▸ Goal of the exercise
Please repeat the records, word for word and without gaps.

(Dataset records)

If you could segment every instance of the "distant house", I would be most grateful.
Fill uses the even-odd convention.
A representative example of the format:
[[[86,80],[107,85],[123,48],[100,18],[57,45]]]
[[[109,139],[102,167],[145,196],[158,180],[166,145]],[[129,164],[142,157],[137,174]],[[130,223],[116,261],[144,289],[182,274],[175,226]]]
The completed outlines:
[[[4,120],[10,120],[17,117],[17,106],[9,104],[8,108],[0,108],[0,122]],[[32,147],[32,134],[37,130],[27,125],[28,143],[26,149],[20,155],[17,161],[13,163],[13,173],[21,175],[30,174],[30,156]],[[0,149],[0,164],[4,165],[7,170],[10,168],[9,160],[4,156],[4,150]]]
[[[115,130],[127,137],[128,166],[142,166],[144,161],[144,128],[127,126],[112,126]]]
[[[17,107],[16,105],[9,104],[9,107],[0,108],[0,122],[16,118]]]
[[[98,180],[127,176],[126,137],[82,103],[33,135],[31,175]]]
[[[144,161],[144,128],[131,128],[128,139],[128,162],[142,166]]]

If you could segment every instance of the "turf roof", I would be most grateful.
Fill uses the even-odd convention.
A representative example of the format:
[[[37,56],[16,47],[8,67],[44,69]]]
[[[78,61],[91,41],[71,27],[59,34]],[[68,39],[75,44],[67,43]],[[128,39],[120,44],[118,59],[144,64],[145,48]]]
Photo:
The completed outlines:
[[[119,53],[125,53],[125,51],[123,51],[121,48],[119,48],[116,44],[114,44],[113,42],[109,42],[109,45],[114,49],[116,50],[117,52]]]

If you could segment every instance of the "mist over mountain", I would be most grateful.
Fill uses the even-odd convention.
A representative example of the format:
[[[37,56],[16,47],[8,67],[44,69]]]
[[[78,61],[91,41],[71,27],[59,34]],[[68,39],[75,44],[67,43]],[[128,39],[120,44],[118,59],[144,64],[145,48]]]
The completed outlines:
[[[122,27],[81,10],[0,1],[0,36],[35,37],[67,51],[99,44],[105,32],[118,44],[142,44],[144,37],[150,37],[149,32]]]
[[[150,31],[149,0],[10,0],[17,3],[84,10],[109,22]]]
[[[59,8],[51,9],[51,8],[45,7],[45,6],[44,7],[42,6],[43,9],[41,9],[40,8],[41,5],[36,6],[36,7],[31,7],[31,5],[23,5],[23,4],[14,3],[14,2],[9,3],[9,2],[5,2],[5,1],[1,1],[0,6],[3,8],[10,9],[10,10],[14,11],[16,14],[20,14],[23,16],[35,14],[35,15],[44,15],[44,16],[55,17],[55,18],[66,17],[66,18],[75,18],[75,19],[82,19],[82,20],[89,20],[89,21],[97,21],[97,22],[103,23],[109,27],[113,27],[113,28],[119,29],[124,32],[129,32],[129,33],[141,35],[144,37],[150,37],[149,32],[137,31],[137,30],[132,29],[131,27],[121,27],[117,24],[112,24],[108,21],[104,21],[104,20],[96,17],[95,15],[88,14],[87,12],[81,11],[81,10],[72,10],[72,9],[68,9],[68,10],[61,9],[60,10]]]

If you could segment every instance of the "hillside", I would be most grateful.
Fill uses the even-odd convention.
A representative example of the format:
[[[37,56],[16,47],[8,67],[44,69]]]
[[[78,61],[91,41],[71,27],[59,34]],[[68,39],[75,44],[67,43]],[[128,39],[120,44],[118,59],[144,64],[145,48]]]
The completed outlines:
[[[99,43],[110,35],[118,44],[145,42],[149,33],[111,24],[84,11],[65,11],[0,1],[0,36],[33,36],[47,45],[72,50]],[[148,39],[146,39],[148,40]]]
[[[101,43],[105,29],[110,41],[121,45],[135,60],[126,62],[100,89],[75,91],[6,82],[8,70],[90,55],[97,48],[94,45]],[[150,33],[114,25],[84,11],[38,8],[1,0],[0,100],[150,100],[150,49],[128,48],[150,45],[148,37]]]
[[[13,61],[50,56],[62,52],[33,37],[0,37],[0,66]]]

(End Dataset records)

▸ Response
If you could segment every instance of the "distant house", I would be most grateful.
Fill uses the even-odd convention.
A representative example of the format:
[[[86,80],[107,85],[123,48],[100,18],[57,45]]]
[[[109,139],[102,167],[145,196],[158,180],[166,145]],[[129,164],[142,157],[137,174]],[[130,223],[116,261],[144,289],[182,274],[175,226]]]
The completed outlines:
[[[4,120],[10,120],[17,117],[17,106],[9,104],[8,108],[0,108],[0,122]],[[32,147],[32,134],[37,130],[27,125],[28,143],[26,149],[20,155],[17,161],[13,163],[13,173],[21,175],[30,174],[30,156]],[[0,149],[0,164],[4,165],[7,170],[10,168],[9,160],[4,156],[4,150]]]
[[[115,130],[127,137],[128,166],[142,166],[144,161],[144,128],[127,126],[112,126]]]
[[[17,107],[16,105],[9,104],[9,107],[0,108],[0,122],[16,118]]]
[[[98,180],[127,176],[126,137],[82,103],[33,135],[31,175]]]
[[[144,161],[144,128],[131,128],[128,139],[128,162],[142,166]]]

If you could segment every instance of the "turf roof", I would be most grateful.
Fill uses the even-odd convention.
A representative example of the format:
[[[37,56],[16,47],[8,67],[44,69]]]
[[[78,61],[91,41],[71,27],[59,34]],[[68,39],[75,44],[67,43]],[[128,39],[120,44],[118,59],[144,64],[145,48]]]
Photo:
The completed outlines:
[[[119,53],[125,53],[125,51],[123,51],[121,48],[119,48],[116,44],[114,44],[113,42],[109,42],[109,45],[114,49],[116,50],[117,52]]]

If you could segment every instance of the "mist over mountain", I would be most grateful.
Fill uses the even-odd convention.
A representative example of the format:
[[[37,56],[16,47],[8,67],[44,69]]]
[[[78,61],[91,41],[71,27],[59,34]],[[68,39],[75,44],[67,43]],[[128,39],[120,44],[118,59],[144,64],[145,48]]]
The completed outlines:
[[[122,27],[81,10],[0,1],[0,36],[35,37],[67,51],[99,44],[105,32],[118,44],[142,44],[144,37],[150,37],[149,32]]]
[[[150,31],[149,0],[10,0],[17,3],[84,10],[109,22]]]
[[[59,8],[51,9],[51,8],[45,7],[45,6],[44,7],[42,6],[43,9],[41,9],[40,8],[41,5],[36,6],[36,7],[31,7],[31,5],[23,5],[23,4],[14,3],[14,2],[9,3],[9,2],[5,2],[5,1],[1,1],[0,6],[3,8],[10,9],[10,10],[14,11],[16,14],[20,14],[23,16],[35,14],[35,15],[44,15],[44,16],[55,17],[55,18],[66,17],[66,18],[75,18],[75,19],[82,19],[82,20],[89,20],[89,21],[97,21],[97,22],[103,23],[109,27],[113,27],[113,28],[119,29],[124,32],[129,32],[129,33],[141,35],[144,37],[150,37],[149,32],[137,31],[137,30],[132,29],[131,27],[121,27],[117,24],[112,24],[108,21],[104,21],[104,20],[96,17],[95,15],[88,14],[87,12],[81,11],[81,10],[72,10],[72,9],[68,9],[68,10],[61,9],[60,10]]]

If you could segment every instance of the "hillside", I would be most grateful.
Fill uses the even-odd convention.
A representative example of the format:
[[[37,56],[16,47],[8,67],[44,69]]]
[[[78,61],[91,41],[71,27],[59,34]],[[68,39],[75,44],[67,43]],[[128,39],[120,44],[118,59],[144,64],[145,48]]]
The completed outlines:
[[[99,43],[110,35],[118,44],[145,42],[149,33],[111,24],[84,11],[65,11],[0,1],[0,36],[33,36],[47,45],[72,50]],[[148,39],[146,39],[148,40]]]
[[[101,43],[105,29],[110,41],[121,45],[135,60],[126,62],[100,89],[75,91],[6,82],[8,70],[90,55],[97,48],[94,45]],[[150,33],[114,25],[84,11],[38,8],[1,0],[0,100],[150,100],[150,49],[128,48],[150,45],[148,37]]]
[[[13,61],[50,56],[62,52],[33,37],[0,37],[0,66]]]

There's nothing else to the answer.